- Provided data -
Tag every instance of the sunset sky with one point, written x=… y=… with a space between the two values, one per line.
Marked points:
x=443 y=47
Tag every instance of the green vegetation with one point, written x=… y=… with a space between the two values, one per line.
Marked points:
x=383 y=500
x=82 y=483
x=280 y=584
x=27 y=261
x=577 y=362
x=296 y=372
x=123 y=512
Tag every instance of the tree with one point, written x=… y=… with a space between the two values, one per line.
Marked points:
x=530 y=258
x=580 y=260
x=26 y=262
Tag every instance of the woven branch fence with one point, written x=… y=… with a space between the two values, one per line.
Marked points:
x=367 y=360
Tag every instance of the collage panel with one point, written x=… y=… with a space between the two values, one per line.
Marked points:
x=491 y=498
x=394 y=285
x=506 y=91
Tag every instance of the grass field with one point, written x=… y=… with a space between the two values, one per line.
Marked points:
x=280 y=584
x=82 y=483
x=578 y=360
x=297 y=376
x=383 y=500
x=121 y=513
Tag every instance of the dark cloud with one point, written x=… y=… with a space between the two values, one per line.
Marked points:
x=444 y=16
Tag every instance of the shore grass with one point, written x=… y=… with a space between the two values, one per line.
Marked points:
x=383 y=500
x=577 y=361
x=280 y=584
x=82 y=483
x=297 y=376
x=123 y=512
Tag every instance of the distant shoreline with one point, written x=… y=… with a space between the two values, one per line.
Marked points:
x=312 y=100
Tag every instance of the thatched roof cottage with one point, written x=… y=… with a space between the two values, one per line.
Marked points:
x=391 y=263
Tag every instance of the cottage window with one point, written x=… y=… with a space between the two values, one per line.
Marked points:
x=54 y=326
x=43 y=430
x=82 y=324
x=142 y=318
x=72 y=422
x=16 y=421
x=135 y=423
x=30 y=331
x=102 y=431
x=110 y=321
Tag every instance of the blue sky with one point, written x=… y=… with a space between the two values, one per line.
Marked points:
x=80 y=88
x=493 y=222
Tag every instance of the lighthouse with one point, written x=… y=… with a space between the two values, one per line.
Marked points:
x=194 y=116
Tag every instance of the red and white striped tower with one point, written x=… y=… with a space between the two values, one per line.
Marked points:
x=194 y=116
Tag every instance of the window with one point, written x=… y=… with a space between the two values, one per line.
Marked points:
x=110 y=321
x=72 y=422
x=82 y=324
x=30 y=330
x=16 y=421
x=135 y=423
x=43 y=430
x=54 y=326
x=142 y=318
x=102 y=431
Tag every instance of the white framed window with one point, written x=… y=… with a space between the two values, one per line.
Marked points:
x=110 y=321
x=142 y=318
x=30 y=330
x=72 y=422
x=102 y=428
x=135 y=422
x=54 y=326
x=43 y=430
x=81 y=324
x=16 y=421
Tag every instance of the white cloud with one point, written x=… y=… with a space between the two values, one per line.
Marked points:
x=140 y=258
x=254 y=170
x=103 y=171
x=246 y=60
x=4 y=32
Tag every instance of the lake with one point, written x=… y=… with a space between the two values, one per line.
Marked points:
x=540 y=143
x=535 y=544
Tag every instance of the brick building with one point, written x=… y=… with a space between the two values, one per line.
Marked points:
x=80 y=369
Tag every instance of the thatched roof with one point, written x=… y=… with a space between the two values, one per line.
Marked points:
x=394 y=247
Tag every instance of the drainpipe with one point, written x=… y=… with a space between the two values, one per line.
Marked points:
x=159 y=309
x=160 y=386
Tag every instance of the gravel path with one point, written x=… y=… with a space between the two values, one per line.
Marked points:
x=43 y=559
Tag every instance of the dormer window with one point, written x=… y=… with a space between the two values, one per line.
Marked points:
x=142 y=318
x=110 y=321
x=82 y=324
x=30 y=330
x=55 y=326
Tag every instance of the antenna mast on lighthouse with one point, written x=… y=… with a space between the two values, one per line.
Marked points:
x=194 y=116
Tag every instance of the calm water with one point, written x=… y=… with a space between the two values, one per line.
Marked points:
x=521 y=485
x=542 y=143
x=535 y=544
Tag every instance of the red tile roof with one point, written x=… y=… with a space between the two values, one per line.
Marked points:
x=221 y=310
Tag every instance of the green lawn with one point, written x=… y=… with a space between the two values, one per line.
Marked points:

- To do -
Print each record word for word.

- Written response -
Tag every instance of the sunset sky with one point, written x=… y=… with a space between the two values, one per line.
Marked points:
x=443 y=47
Tag every instance of the green vegetation with one point, written x=… y=… with a space between the two values, one per line.
Marked points:
x=383 y=500
x=82 y=483
x=280 y=584
x=27 y=261
x=577 y=362
x=296 y=372
x=123 y=512
Tag every instance of the tree with one point, written x=… y=… with a space between the two values, one per line.
Marked points:
x=530 y=258
x=580 y=260
x=26 y=262
Tag every instance of the woven branch fence with one point, written x=… y=… with a space between the two values, one per line.
Marked points:
x=367 y=360
Tag every instance of the collage panel with one point, written x=… y=… with a space between the two values, one per line.
Marked points:
x=491 y=498
x=394 y=285
x=506 y=91
Tag every instance of the grass field with one point, written x=… y=… with a space between the two values, one per line.
Marked points:
x=280 y=584
x=82 y=483
x=578 y=360
x=297 y=376
x=383 y=500
x=121 y=513
Tag every instance of the dark cloud with one point, written x=… y=… with a space between the two values, one per line.
Marked points:
x=444 y=16
Tag every instance of the shore grass with one point, written x=… y=… with a space between the two values, one per line.
Marked points:
x=383 y=500
x=577 y=361
x=280 y=584
x=82 y=483
x=297 y=376
x=123 y=512
Tag every instance of the distant shoreline with one point, written x=… y=… with a space between the two values, one per line.
Marked points:
x=312 y=100
Tag every instance of the thatched roof cottage with one point, written x=… y=… with a space between the two values, one per line.
Marked points:
x=391 y=263
Tag every instance of the cottage window with one point, written x=… y=… with a space between the two values, one per line.
Marked points:
x=54 y=326
x=43 y=430
x=82 y=324
x=142 y=318
x=72 y=422
x=16 y=421
x=135 y=423
x=30 y=331
x=102 y=431
x=110 y=321
Tag every instance of the blue sky with one point, written x=… y=… with a space between the two values, one per line.
Marked points:
x=80 y=88
x=493 y=222
Tag every instance of the lighthouse with one point, written x=… y=… with a space between the two values, one per line.
Marked points:
x=194 y=116
Tag every instance of the red and white striped tower with one point, written x=… y=… with a space between the two values, one per line.
Marked points:
x=194 y=116
Tag every instance of the window with one point, written x=… y=… with a space between the two values, one per line.
Marked points:
x=110 y=321
x=72 y=422
x=82 y=324
x=30 y=330
x=16 y=421
x=135 y=423
x=43 y=430
x=54 y=326
x=142 y=318
x=102 y=431
Tag every instance of the white framed window with one point, written x=… y=… with a space between the two values, one per line.
Marked points:
x=110 y=321
x=142 y=318
x=30 y=330
x=72 y=422
x=102 y=428
x=135 y=422
x=54 y=326
x=43 y=430
x=81 y=324
x=16 y=421
Tag every instance of the white cloud with one point, written x=… y=… with a space between the two values, one per line.
Marked points:
x=140 y=258
x=254 y=170
x=103 y=171
x=246 y=60
x=4 y=32
Tag every instance of the lake with one point, written x=… y=… with a space between the two values, one per line.
Marked points:
x=540 y=143
x=535 y=544
Tag every instance of the brick building with one point, written x=… y=… with a space between the two values, one per line.
Marked points:
x=80 y=369
Tag every instance of the thatched roof with one point, written x=… y=… with a space between the two values, one per line.
Marked points:
x=394 y=247
Tag every instance of the drainpipe with one point, written x=… y=… with a space between the two values, one per line.
Marked points:
x=159 y=309
x=160 y=386
Tag every instance of the gravel path with one point, written x=… y=… with a space between the two values, one per line.
Marked points:
x=43 y=559
Tag every instance of the dormer window with one point, written x=… y=… with a space between the two values, one per line.
Marked points:
x=142 y=318
x=110 y=321
x=82 y=324
x=30 y=330
x=55 y=326
Tag every instance of the antenna mast on lighthouse with one point, written x=… y=… with a space between the two values, one per line.
Marked points:
x=194 y=116
Tag every instance of the calm water with one point, written x=… y=… with a space between the two values, one per line.
Marked points:
x=521 y=485
x=542 y=143
x=535 y=544
Tag every instance of the red tile roof with one point, written x=… y=… with a space between the two values, one per line.
Marked points:
x=221 y=310
Tag every instance of the green lawn with one point, written x=… y=… with a space between the two values, one per line.
Marked points:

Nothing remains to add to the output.